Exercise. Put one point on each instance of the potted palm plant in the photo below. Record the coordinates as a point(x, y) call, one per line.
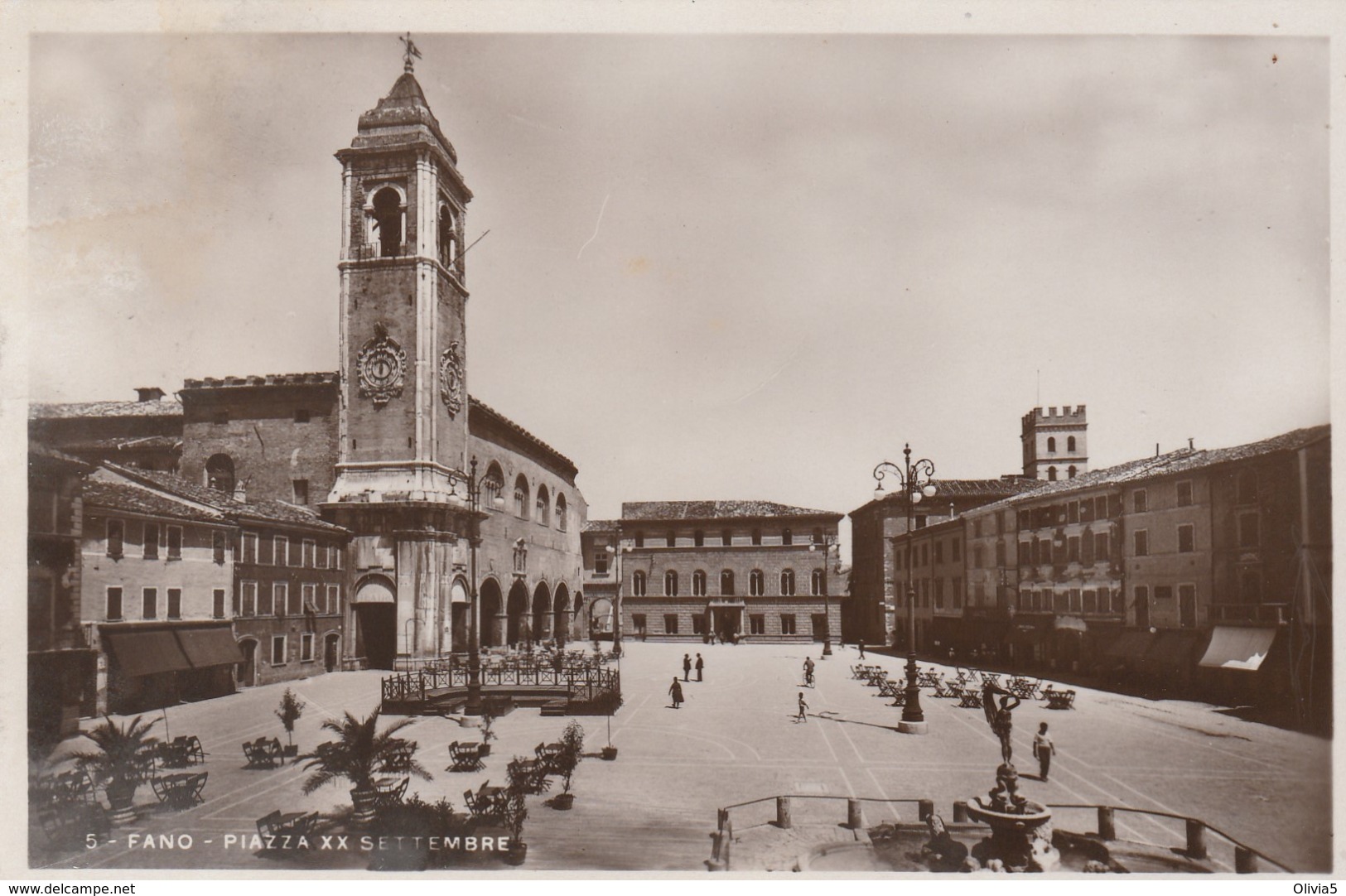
point(572, 747)
point(516, 810)
point(118, 762)
point(357, 754)
point(291, 708)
-- -- --
§ REQUEST:
Reproduce every one of the lines above verbatim, omitting the picture.

§ COMPLETE ANSWER:
Exercise. Put one point on each instance of the potted palm plant in the photo below. Record the coordinates as a point(x, y) call, one per line.
point(572, 747)
point(516, 810)
point(118, 762)
point(357, 754)
point(291, 708)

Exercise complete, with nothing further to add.